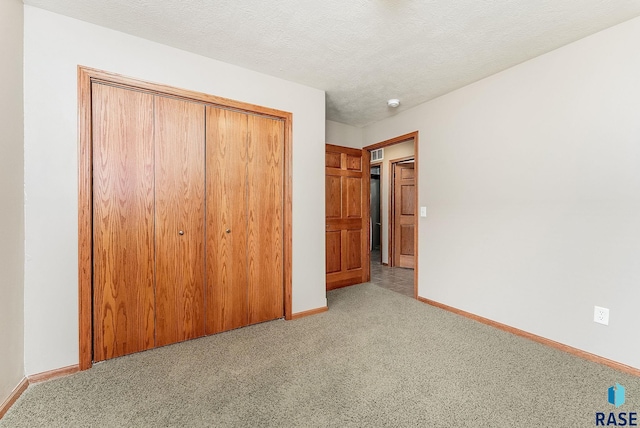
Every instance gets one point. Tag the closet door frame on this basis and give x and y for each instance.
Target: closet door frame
(86, 77)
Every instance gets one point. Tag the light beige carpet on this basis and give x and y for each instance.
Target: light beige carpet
(376, 359)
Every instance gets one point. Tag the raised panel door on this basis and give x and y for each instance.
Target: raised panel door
(404, 215)
(346, 216)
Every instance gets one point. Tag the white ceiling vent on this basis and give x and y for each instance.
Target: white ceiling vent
(377, 155)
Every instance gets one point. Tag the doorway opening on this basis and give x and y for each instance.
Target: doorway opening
(393, 222)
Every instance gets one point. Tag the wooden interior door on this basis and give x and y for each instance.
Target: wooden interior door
(403, 214)
(347, 215)
(123, 221)
(227, 220)
(265, 157)
(179, 217)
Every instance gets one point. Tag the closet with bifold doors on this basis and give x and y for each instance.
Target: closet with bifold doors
(187, 219)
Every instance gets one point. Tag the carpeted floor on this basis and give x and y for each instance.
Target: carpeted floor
(376, 359)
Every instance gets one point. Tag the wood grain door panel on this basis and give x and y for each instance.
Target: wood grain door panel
(404, 215)
(123, 222)
(227, 220)
(347, 212)
(179, 176)
(265, 223)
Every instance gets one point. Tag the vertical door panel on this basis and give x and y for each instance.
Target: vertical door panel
(404, 215)
(123, 222)
(179, 172)
(265, 222)
(226, 159)
(347, 214)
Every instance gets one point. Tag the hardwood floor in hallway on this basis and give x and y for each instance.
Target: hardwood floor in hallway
(395, 279)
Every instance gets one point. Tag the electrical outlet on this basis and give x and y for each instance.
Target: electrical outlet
(601, 315)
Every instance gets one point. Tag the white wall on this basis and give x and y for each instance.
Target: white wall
(54, 46)
(394, 152)
(531, 180)
(12, 196)
(340, 134)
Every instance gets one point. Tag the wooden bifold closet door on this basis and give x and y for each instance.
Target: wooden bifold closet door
(244, 219)
(187, 220)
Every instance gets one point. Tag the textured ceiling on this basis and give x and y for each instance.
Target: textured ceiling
(361, 52)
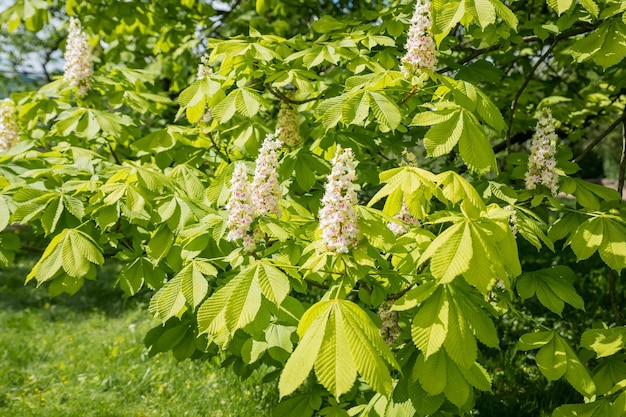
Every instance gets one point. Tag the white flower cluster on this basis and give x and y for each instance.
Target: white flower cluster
(288, 125)
(512, 219)
(239, 206)
(77, 66)
(204, 71)
(338, 218)
(250, 200)
(265, 187)
(389, 329)
(405, 216)
(420, 45)
(542, 162)
(9, 131)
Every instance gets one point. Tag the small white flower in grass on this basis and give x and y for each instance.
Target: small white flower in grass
(405, 216)
(338, 218)
(239, 206)
(288, 124)
(420, 45)
(204, 71)
(542, 162)
(9, 130)
(77, 56)
(265, 186)
(512, 219)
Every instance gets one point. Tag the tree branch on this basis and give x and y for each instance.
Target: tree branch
(622, 162)
(597, 140)
(475, 53)
(521, 90)
(286, 99)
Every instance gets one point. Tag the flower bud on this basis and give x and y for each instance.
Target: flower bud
(420, 45)
(542, 162)
(77, 66)
(338, 218)
(9, 131)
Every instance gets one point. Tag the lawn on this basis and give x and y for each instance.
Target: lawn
(84, 356)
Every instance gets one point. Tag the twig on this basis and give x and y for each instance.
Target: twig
(604, 134)
(521, 90)
(622, 162)
(614, 307)
(583, 28)
(286, 99)
(393, 297)
(408, 96)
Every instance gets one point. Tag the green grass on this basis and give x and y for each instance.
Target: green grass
(84, 356)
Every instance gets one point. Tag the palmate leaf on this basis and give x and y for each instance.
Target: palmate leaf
(603, 234)
(235, 305)
(553, 287)
(404, 181)
(71, 252)
(338, 340)
(606, 46)
(556, 359)
(188, 287)
(605, 342)
(481, 249)
(430, 325)
(560, 6)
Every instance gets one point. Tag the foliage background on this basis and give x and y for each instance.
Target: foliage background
(131, 173)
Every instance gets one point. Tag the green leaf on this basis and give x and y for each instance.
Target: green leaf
(606, 46)
(312, 329)
(450, 253)
(226, 108)
(247, 102)
(474, 147)
(551, 359)
(446, 15)
(553, 286)
(387, 113)
(430, 325)
(339, 340)
(535, 340)
(236, 304)
(160, 243)
(355, 108)
(458, 391)
(603, 234)
(478, 377)
(71, 251)
(577, 374)
(560, 6)
(605, 342)
(580, 410)
(505, 14)
(441, 138)
(424, 370)
(591, 7)
(456, 188)
(460, 344)
(189, 286)
(483, 11)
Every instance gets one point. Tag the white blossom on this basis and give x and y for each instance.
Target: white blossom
(288, 124)
(265, 186)
(420, 45)
(77, 66)
(338, 218)
(9, 131)
(542, 162)
(405, 216)
(204, 71)
(239, 206)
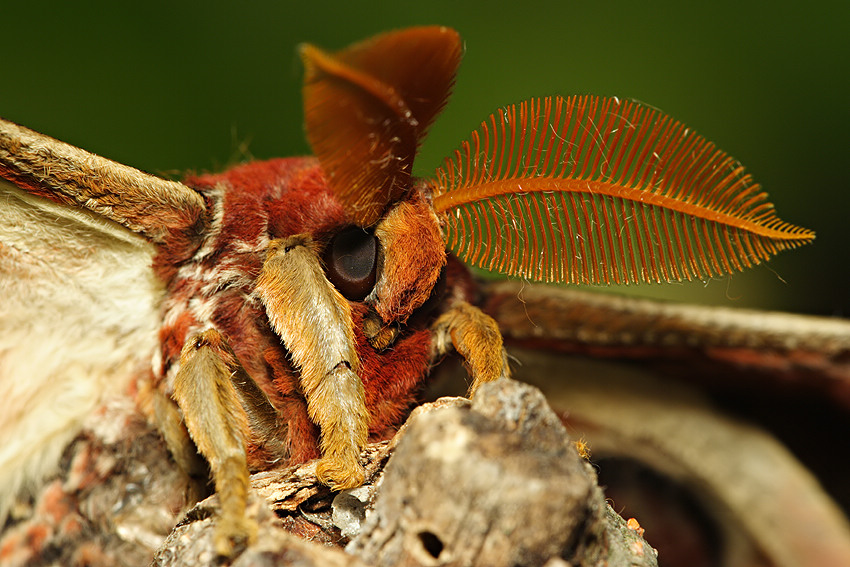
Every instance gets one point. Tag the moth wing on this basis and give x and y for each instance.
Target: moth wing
(80, 311)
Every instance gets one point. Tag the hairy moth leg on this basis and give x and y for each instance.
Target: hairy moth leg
(314, 322)
(205, 391)
(476, 337)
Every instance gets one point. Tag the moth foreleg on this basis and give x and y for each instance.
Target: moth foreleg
(218, 424)
(314, 322)
(476, 337)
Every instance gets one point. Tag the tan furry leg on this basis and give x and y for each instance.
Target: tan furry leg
(314, 322)
(218, 425)
(476, 337)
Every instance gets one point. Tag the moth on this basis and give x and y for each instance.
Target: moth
(293, 309)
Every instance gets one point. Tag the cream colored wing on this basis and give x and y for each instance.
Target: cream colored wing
(78, 320)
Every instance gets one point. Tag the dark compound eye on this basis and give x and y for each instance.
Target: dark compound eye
(351, 262)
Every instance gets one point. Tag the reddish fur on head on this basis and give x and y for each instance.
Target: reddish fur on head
(255, 203)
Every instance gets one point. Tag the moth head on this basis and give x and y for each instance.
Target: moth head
(367, 109)
(583, 189)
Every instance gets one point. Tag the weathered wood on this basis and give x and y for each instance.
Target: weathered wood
(495, 482)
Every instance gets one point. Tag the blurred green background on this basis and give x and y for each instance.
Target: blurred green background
(170, 86)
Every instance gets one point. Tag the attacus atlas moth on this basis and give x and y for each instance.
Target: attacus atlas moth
(293, 309)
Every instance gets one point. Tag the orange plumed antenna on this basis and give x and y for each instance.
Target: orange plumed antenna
(600, 190)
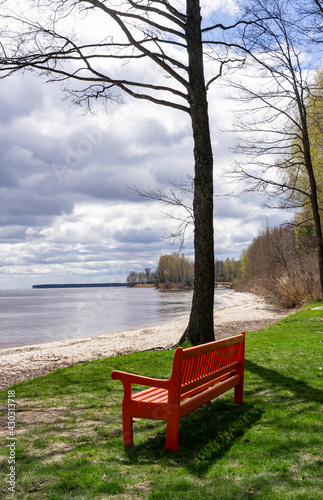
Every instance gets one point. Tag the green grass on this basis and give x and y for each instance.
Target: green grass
(69, 437)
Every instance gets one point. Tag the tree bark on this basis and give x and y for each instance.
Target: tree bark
(200, 328)
(314, 202)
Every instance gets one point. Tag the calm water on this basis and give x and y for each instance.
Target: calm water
(36, 316)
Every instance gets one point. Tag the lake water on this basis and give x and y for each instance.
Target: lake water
(36, 316)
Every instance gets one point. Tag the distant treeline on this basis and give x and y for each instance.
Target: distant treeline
(281, 265)
(176, 269)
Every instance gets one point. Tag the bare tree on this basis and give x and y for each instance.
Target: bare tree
(179, 202)
(277, 116)
(57, 38)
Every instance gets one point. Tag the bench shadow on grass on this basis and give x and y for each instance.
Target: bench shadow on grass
(205, 436)
(275, 378)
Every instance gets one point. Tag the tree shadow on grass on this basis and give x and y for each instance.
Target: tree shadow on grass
(205, 436)
(275, 378)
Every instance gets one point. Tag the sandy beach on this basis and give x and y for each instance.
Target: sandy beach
(243, 312)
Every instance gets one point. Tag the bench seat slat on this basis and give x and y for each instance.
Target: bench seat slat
(199, 374)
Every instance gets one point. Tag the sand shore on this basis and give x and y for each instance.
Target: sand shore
(243, 312)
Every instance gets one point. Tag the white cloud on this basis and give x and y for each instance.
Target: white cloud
(65, 214)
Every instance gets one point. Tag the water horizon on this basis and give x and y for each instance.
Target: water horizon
(38, 316)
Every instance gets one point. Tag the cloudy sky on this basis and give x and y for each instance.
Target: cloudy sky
(65, 213)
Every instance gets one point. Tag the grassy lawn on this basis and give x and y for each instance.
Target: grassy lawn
(69, 437)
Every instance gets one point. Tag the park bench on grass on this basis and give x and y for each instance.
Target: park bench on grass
(199, 374)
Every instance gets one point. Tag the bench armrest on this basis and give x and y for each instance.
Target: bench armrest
(130, 378)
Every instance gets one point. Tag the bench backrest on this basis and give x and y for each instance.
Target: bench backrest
(203, 365)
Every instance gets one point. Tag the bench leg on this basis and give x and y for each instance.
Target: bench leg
(238, 393)
(127, 430)
(172, 434)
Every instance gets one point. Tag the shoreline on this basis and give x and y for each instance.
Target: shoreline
(243, 312)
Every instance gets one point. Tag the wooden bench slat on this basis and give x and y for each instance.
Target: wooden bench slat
(199, 375)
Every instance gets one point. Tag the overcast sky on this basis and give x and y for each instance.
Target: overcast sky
(65, 214)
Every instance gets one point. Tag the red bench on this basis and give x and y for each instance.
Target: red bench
(199, 375)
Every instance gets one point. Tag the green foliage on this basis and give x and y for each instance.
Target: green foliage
(297, 174)
(275, 267)
(69, 436)
(226, 270)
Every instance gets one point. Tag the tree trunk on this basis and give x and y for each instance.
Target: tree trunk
(200, 328)
(315, 210)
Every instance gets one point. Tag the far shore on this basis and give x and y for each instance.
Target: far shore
(243, 312)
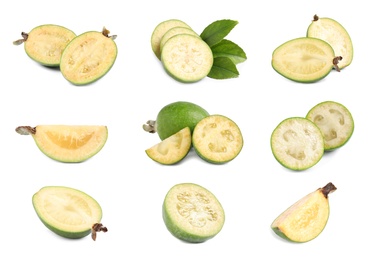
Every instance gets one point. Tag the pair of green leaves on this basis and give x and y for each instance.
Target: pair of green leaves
(227, 54)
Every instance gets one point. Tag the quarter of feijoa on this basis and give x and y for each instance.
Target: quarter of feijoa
(297, 143)
(335, 122)
(68, 212)
(192, 213)
(88, 57)
(174, 117)
(45, 43)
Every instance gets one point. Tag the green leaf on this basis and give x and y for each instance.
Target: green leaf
(216, 31)
(223, 68)
(226, 48)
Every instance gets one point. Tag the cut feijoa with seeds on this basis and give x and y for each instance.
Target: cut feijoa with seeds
(187, 58)
(88, 57)
(68, 212)
(217, 139)
(297, 143)
(335, 122)
(45, 43)
(336, 35)
(305, 219)
(192, 213)
(67, 143)
(304, 59)
(172, 149)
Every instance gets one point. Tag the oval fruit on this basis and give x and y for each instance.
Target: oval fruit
(67, 212)
(88, 57)
(67, 143)
(192, 213)
(335, 122)
(297, 143)
(45, 43)
(217, 139)
(304, 59)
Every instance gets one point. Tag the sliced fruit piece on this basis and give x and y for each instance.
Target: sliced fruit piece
(335, 122)
(67, 143)
(174, 31)
(174, 117)
(304, 59)
(336, 35)
(172, 149)
(160, 30)
(68, 212)
(217, 139)
(187, 58)
(297, 143)
(306, 218)
(192, 213)
(88, 57)
(45, 43)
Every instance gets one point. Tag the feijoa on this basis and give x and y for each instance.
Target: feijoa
(45, 43)
(88, 57)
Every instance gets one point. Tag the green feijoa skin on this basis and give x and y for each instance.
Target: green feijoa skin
(174, 117)
(297, 143)
(192, 213)
(335, 122)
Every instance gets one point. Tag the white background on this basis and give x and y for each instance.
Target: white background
(253, 189)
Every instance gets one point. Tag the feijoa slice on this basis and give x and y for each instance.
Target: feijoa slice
(88, 57)
(336, 35)
(68, 212)
(192, 213)
(217, 139)
(297, 143)
(45, 43)
(335, 122)
(304, 59)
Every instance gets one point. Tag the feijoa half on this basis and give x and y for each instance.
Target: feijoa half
(45, 43)
(297, 143)
(192, 213)
(88, 57)
(67, 143)
(68, 212)
(217, 139)
(335, 122)
(305, 59)
(336, 35)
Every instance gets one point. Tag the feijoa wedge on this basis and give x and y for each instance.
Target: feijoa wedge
(45, 43)
(305, 59)
(192, 213)
(172, 149)
(336, 35)
(297, 143)
(335, 122)
(217, 139)
(68, 212)
(88, 57)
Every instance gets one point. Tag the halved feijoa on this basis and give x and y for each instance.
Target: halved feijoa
(304, 59)
(297, 143)
(305, 219)
(335, 122)
(187, 58)
(172, 149)
(159, 32)
(45, 43)
(88, 57)
(68, 212)
(192, 213)
(67, 143)
(217, 139)
(174, 117)
(336, 35)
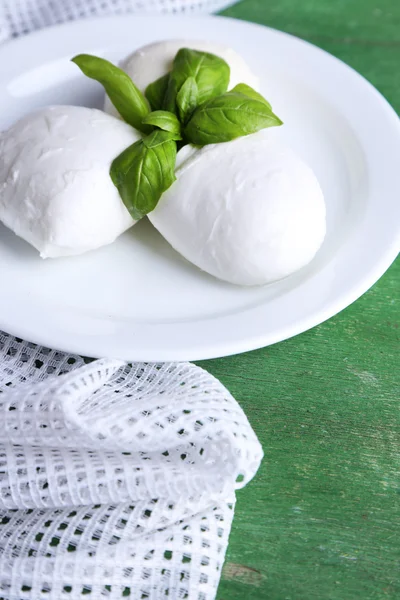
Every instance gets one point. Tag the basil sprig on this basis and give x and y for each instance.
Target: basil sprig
(166, 121)
(210, 72)
(228, 117)
(144, 171)
(155, 92)
(190, 104)
(187, 99)
(123, 93)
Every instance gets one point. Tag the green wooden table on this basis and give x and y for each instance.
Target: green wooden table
(322, 518)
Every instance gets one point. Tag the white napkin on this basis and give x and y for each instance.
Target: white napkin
(115, 480)
(22, 16)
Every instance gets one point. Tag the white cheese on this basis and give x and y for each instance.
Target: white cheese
(248, 211)
(155, 60)
(55, 188)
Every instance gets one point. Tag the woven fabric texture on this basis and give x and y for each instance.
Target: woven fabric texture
(22, 16)
(115, 480)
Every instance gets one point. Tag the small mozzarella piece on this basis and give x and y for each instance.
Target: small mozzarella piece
(248, 211)
(55, 188)
(151, 62)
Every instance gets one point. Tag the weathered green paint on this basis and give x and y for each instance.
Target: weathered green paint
(322, 518)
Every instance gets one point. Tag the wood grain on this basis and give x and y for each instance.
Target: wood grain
(322, 518)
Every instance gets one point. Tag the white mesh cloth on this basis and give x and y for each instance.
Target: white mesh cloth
(116, 480)
(22, 16)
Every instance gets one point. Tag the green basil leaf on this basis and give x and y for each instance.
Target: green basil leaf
(166, 121)
(187, 99)
(144, 171)
(123, 93)
(227, 117)
(243, 88)
(210, 72)
(155, 92)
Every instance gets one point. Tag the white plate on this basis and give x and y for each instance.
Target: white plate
(138, 299)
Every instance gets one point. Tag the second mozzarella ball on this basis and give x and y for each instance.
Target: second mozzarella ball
(248, 211)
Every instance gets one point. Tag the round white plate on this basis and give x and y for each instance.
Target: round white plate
(138, 299)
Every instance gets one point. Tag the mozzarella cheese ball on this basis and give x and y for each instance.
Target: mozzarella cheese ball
(151, 62)
(55, 187)
(248, 211)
= = =
Copy out everything from the line containing "Every instance gets one point. Tag the round" down to the end of the material, swapping "mozzarella cheese ball" for "fresh mozzarella ball" and leaving all else unchanged.

Every instance gets one point. Tag the round white plate on this basis and give x and y for each instance.
Target: round white plate
(138, 299)
Every instance gets one point. Tag the fresh mozzarella ball on this basis and give x and y for each instance.
Target: fresh mozzarella ball
(151, 62)
(55, 187)
(248, 211)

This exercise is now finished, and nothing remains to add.